---------- EXCERPTED PASSAGE ----------

Was the Lost iPhone a Publicity Stunt? The Best Arguments For and Against

The ‘net is abuzz that a next-gen iPhone prototype was supposedly found in a bar and exposed on a couple of websites — Engadget with pictures, Gizmodo with video.

Here’s the timeline according to PCWorld.com:


  • Someone finds an iPhone (apparently 3GS)laying in a bar.

  • He attempts to find the owner.

  • He turns it on and finds it is logged-on to the Facebook page of an Apple engineer.

  • He decides to return it in the morning and takes it home.

  • Next morning, discovers the phone has been remotely wiped clean.

  • He notices the phone looks different than it should.

  • Removes it’s camouflage case, discovering it is a 4G prototype.

  • He starts selling it to the highest bidder.

  • Gizmodo buys the device for $5000 and publishes video of it.

Now accusations have arisen these events were an Apple leak for publicity stunt purposes.

I think the best argument for this being a publicity stunt comes from someone calling him/her-self “iwinter” in this comment left on a BBC blog article about the incident:

So let’s get this straight.

----------

**SET TASK 1**
From the post about the lost iPhone prototype, extract the passage that begins at the words "The ‘net is" and ends after "takes it home.", copying it unchanged.

---------- MATERIAL SHOWN ----------

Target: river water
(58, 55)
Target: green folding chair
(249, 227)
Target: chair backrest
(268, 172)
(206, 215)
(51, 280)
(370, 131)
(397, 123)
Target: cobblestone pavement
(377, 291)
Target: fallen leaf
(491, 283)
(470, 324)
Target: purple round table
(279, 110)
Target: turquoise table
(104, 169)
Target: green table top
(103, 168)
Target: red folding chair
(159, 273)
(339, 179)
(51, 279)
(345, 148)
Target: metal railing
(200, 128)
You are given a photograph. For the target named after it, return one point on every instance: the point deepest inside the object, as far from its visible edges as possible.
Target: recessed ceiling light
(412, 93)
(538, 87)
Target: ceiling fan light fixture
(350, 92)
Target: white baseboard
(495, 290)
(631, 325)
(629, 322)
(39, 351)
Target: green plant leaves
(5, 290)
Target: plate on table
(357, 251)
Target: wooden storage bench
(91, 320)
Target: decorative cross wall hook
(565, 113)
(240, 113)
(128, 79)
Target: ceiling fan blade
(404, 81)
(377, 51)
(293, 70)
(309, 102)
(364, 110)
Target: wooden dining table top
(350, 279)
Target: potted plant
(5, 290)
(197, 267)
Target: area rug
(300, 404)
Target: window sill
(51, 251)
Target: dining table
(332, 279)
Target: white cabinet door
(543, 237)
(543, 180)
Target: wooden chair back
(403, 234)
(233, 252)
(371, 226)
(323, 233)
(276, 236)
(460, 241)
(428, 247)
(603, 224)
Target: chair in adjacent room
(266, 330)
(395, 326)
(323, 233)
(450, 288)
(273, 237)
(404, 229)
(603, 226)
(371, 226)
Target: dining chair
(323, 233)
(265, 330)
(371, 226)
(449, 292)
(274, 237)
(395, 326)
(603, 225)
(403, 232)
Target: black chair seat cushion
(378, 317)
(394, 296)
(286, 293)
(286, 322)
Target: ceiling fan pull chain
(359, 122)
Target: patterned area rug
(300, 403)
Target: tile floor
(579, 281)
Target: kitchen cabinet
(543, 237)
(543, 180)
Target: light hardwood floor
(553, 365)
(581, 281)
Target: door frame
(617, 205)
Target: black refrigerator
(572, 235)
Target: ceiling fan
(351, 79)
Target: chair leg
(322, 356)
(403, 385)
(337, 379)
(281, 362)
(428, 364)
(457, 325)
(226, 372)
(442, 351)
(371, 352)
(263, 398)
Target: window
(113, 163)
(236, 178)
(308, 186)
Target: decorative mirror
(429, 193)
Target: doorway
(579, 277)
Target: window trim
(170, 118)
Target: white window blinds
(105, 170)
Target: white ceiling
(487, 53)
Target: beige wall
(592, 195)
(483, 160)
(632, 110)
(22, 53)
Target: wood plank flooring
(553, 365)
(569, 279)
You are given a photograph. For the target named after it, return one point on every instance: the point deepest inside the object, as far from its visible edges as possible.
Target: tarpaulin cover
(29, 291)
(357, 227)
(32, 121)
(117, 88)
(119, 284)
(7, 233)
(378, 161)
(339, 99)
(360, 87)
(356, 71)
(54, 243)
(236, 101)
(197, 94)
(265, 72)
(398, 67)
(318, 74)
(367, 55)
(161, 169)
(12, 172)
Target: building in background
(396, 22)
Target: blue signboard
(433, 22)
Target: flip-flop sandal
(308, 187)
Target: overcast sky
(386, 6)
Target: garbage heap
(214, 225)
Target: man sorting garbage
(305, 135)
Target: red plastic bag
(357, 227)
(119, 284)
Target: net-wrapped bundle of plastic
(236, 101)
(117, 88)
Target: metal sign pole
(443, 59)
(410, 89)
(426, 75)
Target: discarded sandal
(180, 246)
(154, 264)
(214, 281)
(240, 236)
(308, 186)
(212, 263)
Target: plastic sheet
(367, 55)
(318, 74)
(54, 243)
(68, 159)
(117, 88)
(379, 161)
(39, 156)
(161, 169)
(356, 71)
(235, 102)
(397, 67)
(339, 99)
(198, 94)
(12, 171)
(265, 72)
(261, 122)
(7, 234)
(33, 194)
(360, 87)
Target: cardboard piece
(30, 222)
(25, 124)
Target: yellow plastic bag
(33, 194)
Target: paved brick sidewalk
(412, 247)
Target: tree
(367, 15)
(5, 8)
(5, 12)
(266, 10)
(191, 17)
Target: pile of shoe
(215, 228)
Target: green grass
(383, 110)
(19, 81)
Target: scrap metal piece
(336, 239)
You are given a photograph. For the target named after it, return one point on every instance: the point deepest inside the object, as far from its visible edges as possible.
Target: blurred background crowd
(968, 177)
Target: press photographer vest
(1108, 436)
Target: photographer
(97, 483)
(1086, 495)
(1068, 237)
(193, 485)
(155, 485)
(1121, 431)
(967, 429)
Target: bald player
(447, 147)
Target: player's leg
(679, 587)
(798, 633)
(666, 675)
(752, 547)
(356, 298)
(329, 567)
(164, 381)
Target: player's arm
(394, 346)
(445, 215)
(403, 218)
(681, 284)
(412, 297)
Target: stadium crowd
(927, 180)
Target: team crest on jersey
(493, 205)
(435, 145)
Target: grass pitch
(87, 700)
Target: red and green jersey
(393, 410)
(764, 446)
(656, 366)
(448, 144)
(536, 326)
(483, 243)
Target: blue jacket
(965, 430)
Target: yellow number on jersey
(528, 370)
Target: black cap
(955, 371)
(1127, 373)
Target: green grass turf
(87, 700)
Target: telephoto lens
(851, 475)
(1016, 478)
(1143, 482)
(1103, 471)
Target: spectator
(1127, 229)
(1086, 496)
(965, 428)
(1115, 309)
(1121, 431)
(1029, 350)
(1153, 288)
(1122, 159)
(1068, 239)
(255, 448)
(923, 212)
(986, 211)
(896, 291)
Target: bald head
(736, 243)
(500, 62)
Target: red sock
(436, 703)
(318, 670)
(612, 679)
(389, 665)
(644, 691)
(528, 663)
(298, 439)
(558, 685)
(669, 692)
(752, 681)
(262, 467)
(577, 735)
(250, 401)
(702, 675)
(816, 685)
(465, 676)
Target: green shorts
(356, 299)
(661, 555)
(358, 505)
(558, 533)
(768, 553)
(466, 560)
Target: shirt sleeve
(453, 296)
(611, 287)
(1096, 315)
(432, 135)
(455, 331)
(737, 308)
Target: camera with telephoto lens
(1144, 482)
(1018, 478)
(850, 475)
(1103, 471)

----------
---------- MATERIAL SHOWN ----------

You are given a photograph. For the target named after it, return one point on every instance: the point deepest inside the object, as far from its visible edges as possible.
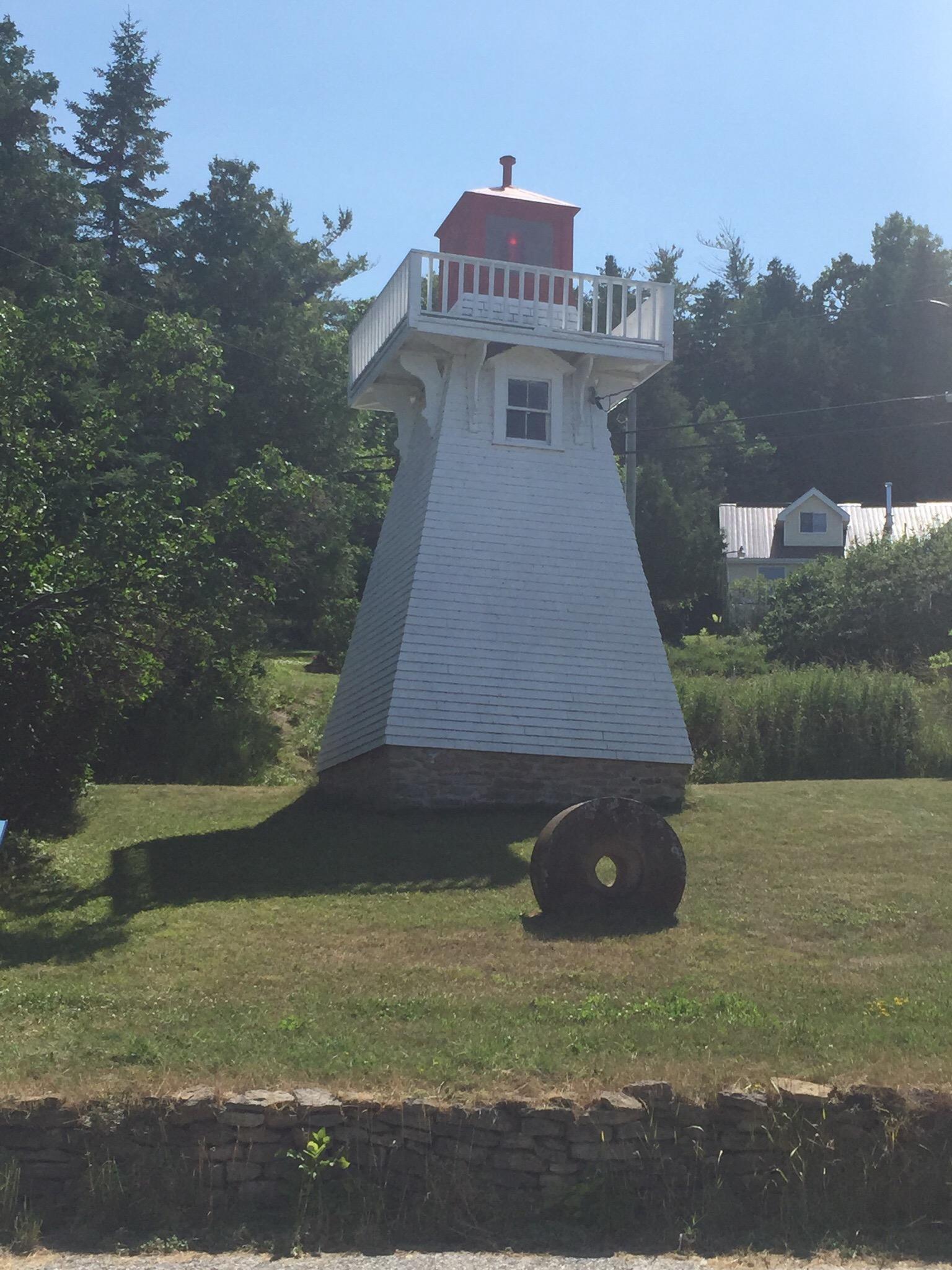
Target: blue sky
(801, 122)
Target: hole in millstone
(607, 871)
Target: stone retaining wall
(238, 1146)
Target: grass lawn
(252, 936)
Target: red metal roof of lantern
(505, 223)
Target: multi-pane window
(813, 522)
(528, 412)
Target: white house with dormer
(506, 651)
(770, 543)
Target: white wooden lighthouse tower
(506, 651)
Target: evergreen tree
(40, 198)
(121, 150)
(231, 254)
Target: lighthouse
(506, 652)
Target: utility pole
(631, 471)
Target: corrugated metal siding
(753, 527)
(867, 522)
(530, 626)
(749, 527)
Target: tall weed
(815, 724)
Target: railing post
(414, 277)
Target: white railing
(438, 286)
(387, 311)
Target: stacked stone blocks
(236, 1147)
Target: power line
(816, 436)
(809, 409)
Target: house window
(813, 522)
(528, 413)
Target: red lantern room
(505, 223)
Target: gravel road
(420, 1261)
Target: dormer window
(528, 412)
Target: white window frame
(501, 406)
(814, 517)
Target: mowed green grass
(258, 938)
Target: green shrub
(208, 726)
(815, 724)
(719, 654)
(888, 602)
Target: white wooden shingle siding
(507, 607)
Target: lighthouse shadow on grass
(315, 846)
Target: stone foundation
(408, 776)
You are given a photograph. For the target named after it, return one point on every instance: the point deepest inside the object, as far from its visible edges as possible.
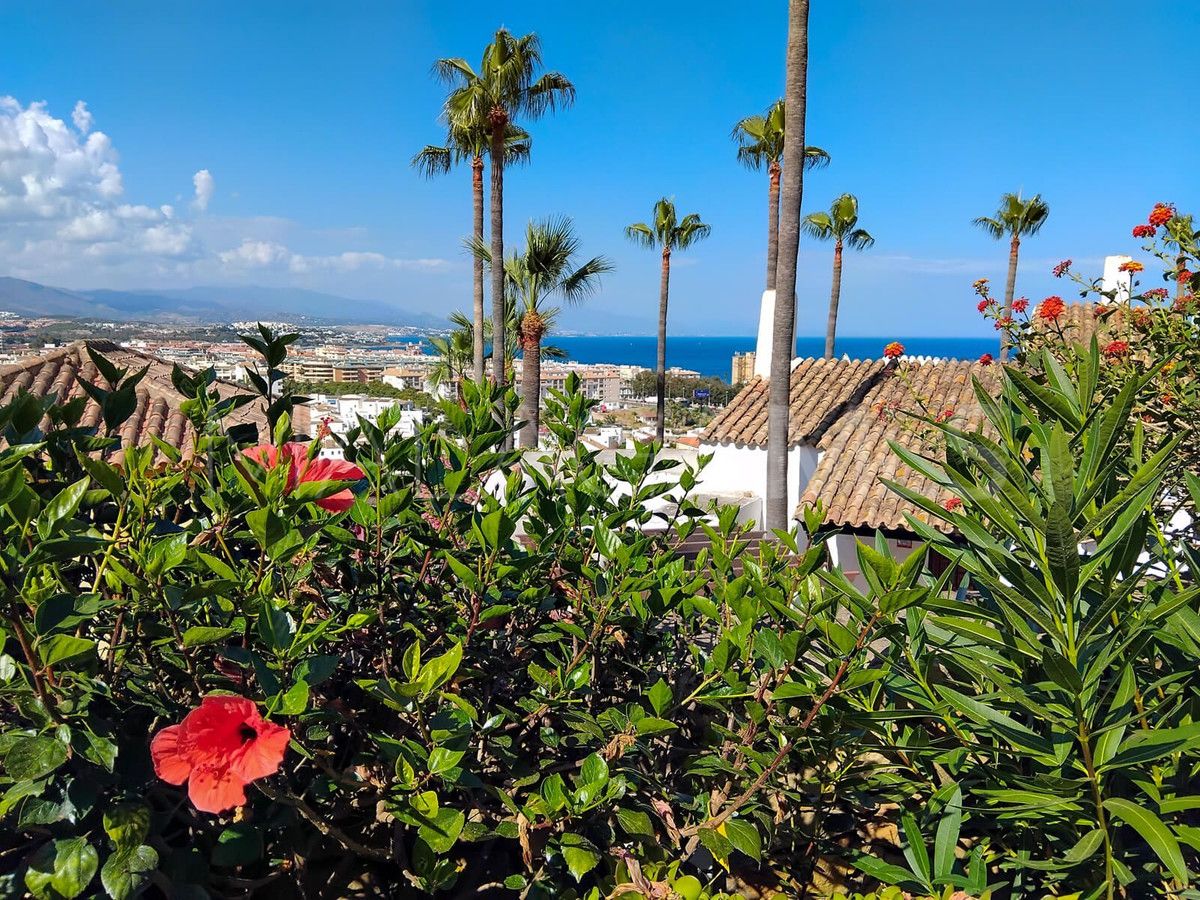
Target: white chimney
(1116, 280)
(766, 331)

----------

**SET TASK 2**
Pull out every line of the listing that contains the string "jersey". Reproduce each line without alteration.

**ANSWER 1**
The ‘net is abuzz that a next-gen iPhone prototype was supposedly found in a bar and exposed on a couple of websites — Engadget with pictures, Gizmodo with video.

Here’s the timeline according to PCWorld.com:


  • Someone finds an iPhone (apparently 3GS)laying in a bar.

  • He attempts to find the owner.

  • He turns it on and finds it is logged-on to the Facebook page of an Apple engineer.

  • He decides to return it in the morning and takes it home.

**ANSWER 2**
Target: team crest on jersey
Target: red and green jersey
Target: yellow number on jersey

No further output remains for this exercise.